SOURCE RECORDS start
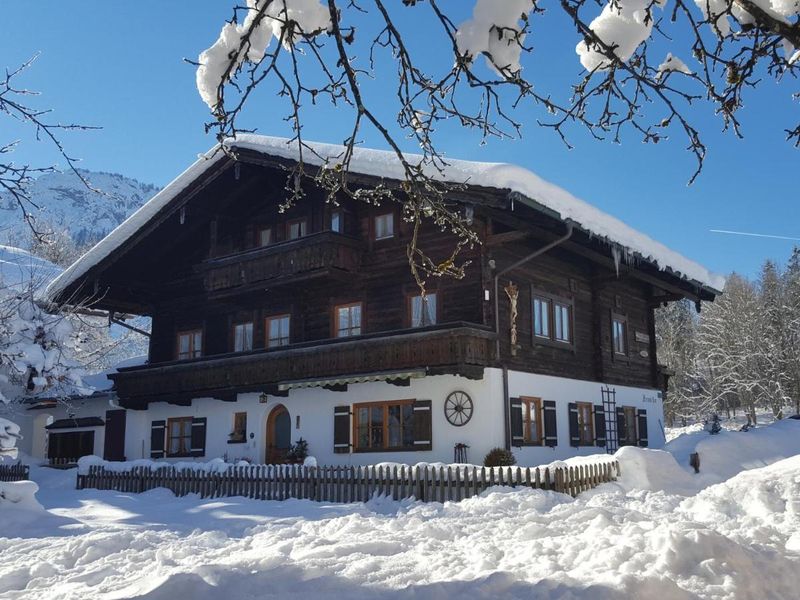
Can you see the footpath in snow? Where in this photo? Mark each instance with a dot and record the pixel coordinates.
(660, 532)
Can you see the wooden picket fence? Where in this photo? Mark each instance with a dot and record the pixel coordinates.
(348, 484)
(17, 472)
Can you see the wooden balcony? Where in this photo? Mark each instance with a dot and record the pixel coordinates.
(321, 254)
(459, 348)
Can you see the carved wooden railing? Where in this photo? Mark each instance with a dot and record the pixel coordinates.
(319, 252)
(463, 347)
SOURCE RECORDS end
JOB =
Are you able to set down all the lines above exactly, without any pictures?

EXERCISE OUTPUT =
Can you see the footpath in snow? Where in this photo? Mark each instance with a dot and record the pixel coordinates.
(660, 532)
Can you see the wooden picket fence? Where in this photo? Mark each instance with a dot and record the pixel coordinates.
(348, 484)
(17, 472)
Can you see the wooden balcony? Where in this photo? Mark each instance with a dot and record the pixel coordinates.
(321, 254)
(459, 348)
Can you see the carved wooden railing? Where in this photo? Mark each instance with a dot and record the pixel coordinates.
(319, 252)
(463, 347)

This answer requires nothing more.